Source material:
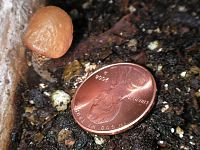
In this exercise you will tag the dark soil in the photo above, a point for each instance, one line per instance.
(162, 36)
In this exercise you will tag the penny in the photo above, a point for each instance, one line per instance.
(114, 98)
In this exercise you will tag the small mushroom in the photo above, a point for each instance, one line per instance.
(49, 35)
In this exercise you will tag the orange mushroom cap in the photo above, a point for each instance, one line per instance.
(50, 32)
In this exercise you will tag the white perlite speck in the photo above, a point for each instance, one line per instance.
(163, 109)
(179, 131)
(183, 74)
(98, 140)
(172, 130)
(153, 45)
(166, 86)
(60, 100)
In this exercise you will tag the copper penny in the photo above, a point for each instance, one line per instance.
(114, 98)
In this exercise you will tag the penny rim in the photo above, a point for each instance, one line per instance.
(126, 126)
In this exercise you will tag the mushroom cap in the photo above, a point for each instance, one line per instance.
(50, 32)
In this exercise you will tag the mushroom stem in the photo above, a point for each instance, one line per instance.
(38, 62)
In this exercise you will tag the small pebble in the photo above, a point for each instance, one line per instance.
(153, 45)
(132, 43)
(191, 137)
(43, 86)
(166, 107)
(89, 67)
(166, 86)
(184, 147)
(183, 74)
(98, 140)
(182, 9)
(179, 131)
(132, 9)
(159, 68)
(178, 89)
(192, 143)
(64, 135)
(60, 100)
(172, 130)
(47, 93)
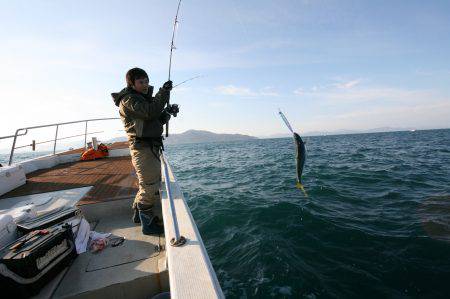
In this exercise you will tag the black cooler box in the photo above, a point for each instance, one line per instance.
(30, 262)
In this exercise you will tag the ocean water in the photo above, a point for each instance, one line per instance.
(376, 223)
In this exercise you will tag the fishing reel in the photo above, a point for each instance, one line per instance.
(172, 109)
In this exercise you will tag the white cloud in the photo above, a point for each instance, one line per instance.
(232, 90)
(348, 84)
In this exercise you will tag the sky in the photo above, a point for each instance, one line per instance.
(328, 65)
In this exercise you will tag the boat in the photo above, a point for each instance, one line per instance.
(175, 262)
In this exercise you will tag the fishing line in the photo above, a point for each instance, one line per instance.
(172, 47)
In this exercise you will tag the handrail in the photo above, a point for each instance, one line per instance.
(178, 240)
(19, 133)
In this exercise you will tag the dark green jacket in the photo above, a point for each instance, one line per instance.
(140, 113)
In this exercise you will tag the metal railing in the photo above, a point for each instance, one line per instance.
(24, 131)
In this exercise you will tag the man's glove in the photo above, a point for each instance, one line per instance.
(164, 117)
(173, 109)
(168, 85)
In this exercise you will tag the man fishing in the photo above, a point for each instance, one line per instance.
(143, 117)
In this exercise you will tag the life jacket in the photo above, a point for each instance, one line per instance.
(92, 154)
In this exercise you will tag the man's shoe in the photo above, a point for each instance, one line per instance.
(149, 223)
(136, 218)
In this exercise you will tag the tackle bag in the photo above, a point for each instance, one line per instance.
(33, 260)
(48, 219)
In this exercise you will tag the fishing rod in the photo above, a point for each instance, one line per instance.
(188, 80)
(172, 47)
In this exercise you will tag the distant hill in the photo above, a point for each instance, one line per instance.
(196, 136)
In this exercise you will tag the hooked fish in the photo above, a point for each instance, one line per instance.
(300, 154)
(300, 158)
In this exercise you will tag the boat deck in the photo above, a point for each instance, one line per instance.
(112, 178)
(135, 269)
(131, 270)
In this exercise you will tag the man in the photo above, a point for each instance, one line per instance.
(143, 117)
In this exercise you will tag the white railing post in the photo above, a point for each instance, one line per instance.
(178, 240)
(85, 136)
(56, 138)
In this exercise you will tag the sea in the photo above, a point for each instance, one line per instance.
(375, 222)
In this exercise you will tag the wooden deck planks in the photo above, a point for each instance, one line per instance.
(112, 178)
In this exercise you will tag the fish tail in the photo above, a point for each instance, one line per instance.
(300, 186)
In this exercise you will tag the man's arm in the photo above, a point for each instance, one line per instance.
(147, 110)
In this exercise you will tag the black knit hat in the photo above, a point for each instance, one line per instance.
(135, 74)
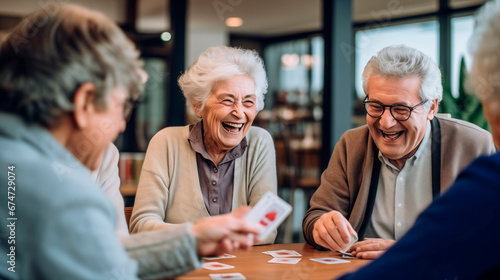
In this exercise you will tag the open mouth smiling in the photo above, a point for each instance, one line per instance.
(232, 127)
(392, 135)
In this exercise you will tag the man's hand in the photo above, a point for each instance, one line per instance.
(221, 234)
(333, 231)
(370, 248)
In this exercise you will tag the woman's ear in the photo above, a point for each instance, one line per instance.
(196, 111)
(83, 101)
(433, 109)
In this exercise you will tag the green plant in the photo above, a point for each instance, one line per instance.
(466, 106)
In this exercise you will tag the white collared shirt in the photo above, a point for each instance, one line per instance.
(402, 194)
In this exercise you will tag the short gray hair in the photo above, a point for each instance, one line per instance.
(401, 61)
(218, 64)
(50, 54)
(484, 46)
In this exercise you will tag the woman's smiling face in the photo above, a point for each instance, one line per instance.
(228, 113)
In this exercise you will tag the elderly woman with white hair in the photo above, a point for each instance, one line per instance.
(454, 237)
(221, 162)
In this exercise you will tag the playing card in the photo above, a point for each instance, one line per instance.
(226, 276)
(354, 238)
(284, 253)
(346, 256)
(285, 260)
(216, 266)
(329, 260)
(225, 256)
(269, 212)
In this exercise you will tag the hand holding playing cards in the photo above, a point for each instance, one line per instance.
(221, 234)
(333, 231)
(370, 248)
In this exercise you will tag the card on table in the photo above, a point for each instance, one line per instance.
(270, 211)
(348, 256)
(227, 276)
(354, 238)
(284, 253)
(285, 260)
(329, 260)
(225, 256)
(216, 266)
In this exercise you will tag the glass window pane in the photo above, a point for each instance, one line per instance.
(423, 36)
(461, 30)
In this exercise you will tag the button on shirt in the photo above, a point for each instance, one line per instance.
(216, 181)
(402, 194)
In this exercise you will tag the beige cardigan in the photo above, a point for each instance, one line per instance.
(345, 184)
(169, 189)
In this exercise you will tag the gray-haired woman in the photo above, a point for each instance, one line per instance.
(218, 164)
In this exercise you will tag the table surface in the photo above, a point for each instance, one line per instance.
(253, 264)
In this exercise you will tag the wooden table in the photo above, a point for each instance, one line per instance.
(253, 264)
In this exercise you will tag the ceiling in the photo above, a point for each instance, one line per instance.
(278, 17)
(260, 17)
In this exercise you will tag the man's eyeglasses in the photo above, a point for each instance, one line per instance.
(399, 112)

Exercise brief:
Pictures aren't part of the copy; return each record above exactly.

Result below:
In this exercise you will tag the dark soil in the photo above, a point for each instance, one line per instance.
(162, 36)
In this exercise you will tag the penny in the photo above, a point for each instance, one line per instance.
(114, 98)
In this exercise you will tag the small mushroom in the photo above, a point for each instance, one line per instance.
(49, 35)
In this exercise you will tag the orange mushroom cap in the photo above, a point for each instance, one line per instance.
(50, 32)
In this exercise you will tag the white perlite speck in the photo above, a point for each instance, one line per instance.
(163, 109)
(179, 131)
(183, 74)
(98, 140)
(172, 130)
(153, 45)
(166, 86)
(60, 100)
In this exercise you will tag the copper penny in the photo above, a point for each instance, one line per instance.
(114, 98)
In this exercise you will tag the penny rim in the photo above, a point for each instance, one line per instance.
(126, 126)
In this exercise you will tag the mushroom cap in the photo above, a point for each instance, one line per instance.
(50, 32)
In this exercise you will tag the mushroom stem in the photo above, a point for each instance, one line per instance.
(38, 62)
In this exercise you will tag the small pebble in the photo above, a point for each instance, one line per instance.
(153, 45)
(132, 43)
(191, 137)
(43, 86)
(166, 107)
(89, 67)
(166, 86)
(184, 147)
(183, 74)
(98, 140)
(182, 9)
(179, 131)
(132, 9)
(159, 68)
(178, 89)
(192, 143)
(64, 135)
(60, 100)
(172, 130)
(47, 93)
In this exercise you will tag the black cooler box in the photo above, a point for each instance, one line per instance.
(30, 262)
In this exercise you will tag the ocean water in the photo above, a point for each instance, one line per instance.
(376, 223)
In this exercise you will tag the fishing reel in the photo above, a point for each instance, one line per instance.
(172, 109)
In this exercise you will tag the white cloud in the photo above, a point for each instance, one line per instance.
(232, 90)
(348, 84)
In this exercise you will tag the sky in the photo above, a point for each instance, one line per instance.
(328, 65)
In this exercise you will tag the boat in the photo above, a point for each instance, one line per instance.
(175, 262)
In this exercise you will tag the fishing line in the photo above, a point for each instance, one line per instance.
(172, 47)
In this exercise you will tag the handrail in the photo above, a point for each instance, one line per instance.
(178, 240)
(19, 133)
In this exercise you will tag the dark green jacket in the photo above, a point for each instance, one line per instance.
(140, 113)
In this exercise you will tag the metal railing in the photo above, a point for each instance, one line per instance.
(24, 131)
In this exercise you will tag the man's glove in the photo above, a point for each instance, one line per instance.
(164, 117)
(173, 109)
(168, 85)
In this exercise you will tag the man fishing in the photo above, a point for each instance, one line per instance.
(143, 117)
In this exercise you will tag the life jacket in the photo above, a point for each instance, one line per instance.
(92, 154)
In this exercise you will tag the man's shoe in the photo above, a point for each instance, one line per instance.
(149, 223)
(136, 218)
In this exercise you will tag the tackle bag in the photo above, a point for each instance, one line per instance.
(33, 260)
(48, 219)
In this exercise you will tag the fishing rod in the photo above, a point for each instance, one line per instance.
(188, 80)
(172, 47)
In this exercise you will tag the distant hill in the photo above, a point for each instance, one line per instance.
(196, 136)
In this exercise you will tag the hooked fish in the photo above, a point for each instance, one line per instance.
(300, 154)
(300, 158)
In this exercise you will tag the boat deck in the photo above, a point for each instance, one line per instance.
(112, 178)
(135, 269)
(131, 270)
In this exercise you will tag the man in the photo above, a point for each instance, one line per instance.
(143, 117)
In this exercise you will tag the white railing post in the photo above, a point for each instance, one line per instance.
(178, 240)
(85, 136)
(56, 138)
In this exercise you will tag the sea in the photo above, a point for each instance, one line per instance.
(375, 222)
In this exercise you will tag the wooden deck planks in the photo above, a point for each instance, one line per instance.
(112, 178)
In this exercise you will tag the fish tail in the photo above, a point for each instance, one line per instance.
(300, 186)
In this exercise you will tag the man's arm in the photo above, a point for each instance, one line per instance.
(147, 110)
In this exercise you will tag the black knit hat in the photo above, a point for each instance, one line per instance.
(135, 74)
In this exercise you will tag the open mouth smiling in the photo above, a point for each instance, one line per instance.
(232, 127)
(392, 135)
In this exercise you will tag the man's hand in the photo above, a point for each instance, one line per instance.
(221, 234)
(333, 231)
(370, 248)
In this exercise you will tag the woman's ear in the photo above, a point for each instance, one line per instance.
(196, 111)
(83, 101)
(433, 109)
In this exercise you will tag the green plant in the photo above, a point for each instance, one line per instance.
(466, 106)
In this exercise you will tag the white collared shirt in the photo above, a point for each instance, one line per instance.
(402, 194)
In this exercise you will tag the short gray hair in the photo above, a point for each instance, one line per instance.
(401, 61)
(218, 64)
(50, 54)
(484, 46)
In this exercise you will tag the woman's smiling face in the photo above, a point for each instance, one line per instance.
(228, 113)
In this exercise you will tag the elderly woman with white hair in the photo above, a point for each instance, one line per instance.
(454, 237)
(221, 162)
In this exercise you will tag the playing card in the photo above, a point for each instance, one line per instance.
(226, 276)
(354, 238)
(284, 253)
(346, 256)
(285, 260)
(216, 266)
(329, 260)
(225, 256)
(269, 212)
In this exercise you will tag the hand holding playing cards in the photo above, a point for each instance, one line per instance.
(221, 234)
(333, 231)
(370, 248)
In this exercise you will tag the card on table in the photo above, a point for each instance, one line per instance.
(270, 211)
(348, 256)
(227, 276)
(354, 238)
(284, 253)
(285, 260)
(329, 260)
(225, 256)
(216, 266)
In this exercise you will tag the glass window pane in the photo above, a point for each instance, one line per instance.
(423, 36)
(461, 30)
In this exercise you will tag the button on shirt in the photo above, a point for each instance, one line per instance.
(216, 181)
(402, 194)
In this exercise you will tag the beige cardigan in the photo above, a point for each instance, one line per instance.
(345, 184)
(169, 189)
In this exercise you will tag the gray-haired woman in the photo above, a point for each instance, one line per instance.
(218, 164)
In this exercise you will tag the table surface in the photo above, a point for each instance, one line per instance.
(253, 264)
In this exercise you will tag the wooden table in the photo above, a point for each instance, one line per instance.
(253, 264)
In this exercise you will tag the ceiling in the photo above, a point for each instance, one line per instance.
(278, 17)
(260, 17)
In this exercise you will tag the man's eyeglasses in the photo above, a point for each instance, one line per instance.
(399, 112)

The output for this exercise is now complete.